WORK ITEM: Please repeat the line that has "Query: white crib skirt" and all lines after it, exactly as they appear, through the end of the entries.

THE INPUT:
BEGIN
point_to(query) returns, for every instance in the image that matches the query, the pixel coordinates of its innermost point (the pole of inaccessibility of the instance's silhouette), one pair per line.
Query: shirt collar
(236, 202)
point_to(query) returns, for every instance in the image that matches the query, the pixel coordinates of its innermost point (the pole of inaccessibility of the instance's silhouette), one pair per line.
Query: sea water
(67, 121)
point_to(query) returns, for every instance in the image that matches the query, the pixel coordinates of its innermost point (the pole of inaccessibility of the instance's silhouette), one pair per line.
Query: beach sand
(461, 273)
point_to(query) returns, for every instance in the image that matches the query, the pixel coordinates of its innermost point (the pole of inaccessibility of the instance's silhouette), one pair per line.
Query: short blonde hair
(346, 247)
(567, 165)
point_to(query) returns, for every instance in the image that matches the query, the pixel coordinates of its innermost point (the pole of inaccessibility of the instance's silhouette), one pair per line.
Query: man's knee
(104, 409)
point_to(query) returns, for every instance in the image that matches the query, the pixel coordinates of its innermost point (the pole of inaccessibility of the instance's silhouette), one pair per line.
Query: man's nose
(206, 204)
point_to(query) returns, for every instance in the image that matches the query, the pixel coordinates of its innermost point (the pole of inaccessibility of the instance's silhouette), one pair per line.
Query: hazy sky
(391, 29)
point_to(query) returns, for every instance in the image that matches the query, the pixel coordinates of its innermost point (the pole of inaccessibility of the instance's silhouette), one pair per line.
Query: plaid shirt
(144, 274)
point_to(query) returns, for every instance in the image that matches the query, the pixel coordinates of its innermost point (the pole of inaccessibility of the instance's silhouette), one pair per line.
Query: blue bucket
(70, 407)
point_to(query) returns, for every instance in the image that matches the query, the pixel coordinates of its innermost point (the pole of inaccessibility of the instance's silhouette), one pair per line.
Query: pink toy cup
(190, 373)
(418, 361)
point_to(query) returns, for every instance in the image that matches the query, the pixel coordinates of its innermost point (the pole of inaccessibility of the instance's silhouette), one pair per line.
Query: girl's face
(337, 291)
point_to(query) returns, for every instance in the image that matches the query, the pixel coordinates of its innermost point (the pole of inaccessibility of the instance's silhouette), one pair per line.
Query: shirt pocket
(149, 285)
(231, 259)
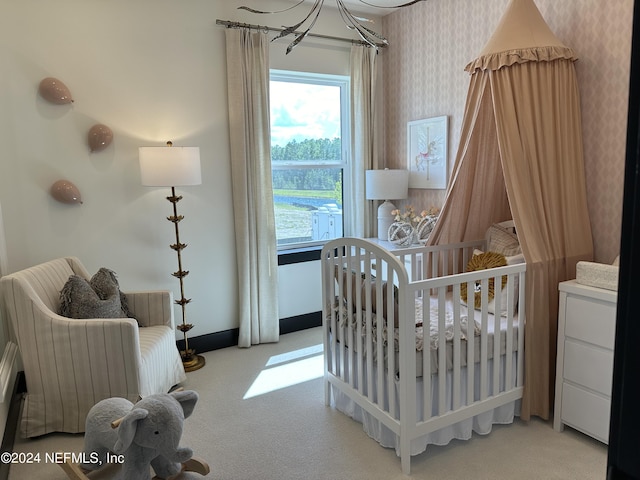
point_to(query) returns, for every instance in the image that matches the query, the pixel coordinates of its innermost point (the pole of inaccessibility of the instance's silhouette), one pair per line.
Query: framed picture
(427, 153)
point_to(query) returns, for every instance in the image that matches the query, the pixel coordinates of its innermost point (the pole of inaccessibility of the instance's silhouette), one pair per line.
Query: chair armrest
(153, 307)
(100, 355)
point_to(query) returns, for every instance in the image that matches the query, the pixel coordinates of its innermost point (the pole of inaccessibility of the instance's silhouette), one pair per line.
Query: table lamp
(386, 185)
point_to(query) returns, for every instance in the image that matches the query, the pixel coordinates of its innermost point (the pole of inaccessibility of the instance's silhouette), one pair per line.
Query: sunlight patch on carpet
(288, 369)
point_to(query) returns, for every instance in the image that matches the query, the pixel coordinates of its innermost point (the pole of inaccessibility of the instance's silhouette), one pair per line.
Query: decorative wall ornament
(66, 192)
(401, 234)
(351, 21)
(424, 228)
(100, 137)
(54, 91)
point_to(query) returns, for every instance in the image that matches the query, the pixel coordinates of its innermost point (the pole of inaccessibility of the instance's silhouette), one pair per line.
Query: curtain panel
(249, 135)
(364, 155)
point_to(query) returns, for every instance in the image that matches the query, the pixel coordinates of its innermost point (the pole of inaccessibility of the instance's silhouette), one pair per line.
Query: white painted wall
(151, 70)
(8, 359)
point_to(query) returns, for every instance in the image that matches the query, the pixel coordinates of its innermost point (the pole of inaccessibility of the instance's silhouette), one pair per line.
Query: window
(309, 145)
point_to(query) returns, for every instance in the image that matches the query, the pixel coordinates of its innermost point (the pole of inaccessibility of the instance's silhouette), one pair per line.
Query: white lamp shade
(169, 166)
(387, 184)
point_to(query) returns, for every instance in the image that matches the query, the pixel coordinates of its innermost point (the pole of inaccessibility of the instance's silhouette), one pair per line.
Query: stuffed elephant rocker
(145, 434)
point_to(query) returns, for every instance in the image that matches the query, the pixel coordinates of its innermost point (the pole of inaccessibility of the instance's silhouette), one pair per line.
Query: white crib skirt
(462, 430)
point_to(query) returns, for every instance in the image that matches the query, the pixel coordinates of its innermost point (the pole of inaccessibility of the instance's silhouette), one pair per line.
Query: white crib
(376, 352)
END
ANSWER TO THIS PROBLEM:
Query: white crib skirt
(462, 430)
point_to(query) returns, for every instance in the image that matches the query, the pixel coordinates of its innermost point (the pole of inaccessibility of the instance's silhouette), one pair per line.
Query: white crib
(376, 352)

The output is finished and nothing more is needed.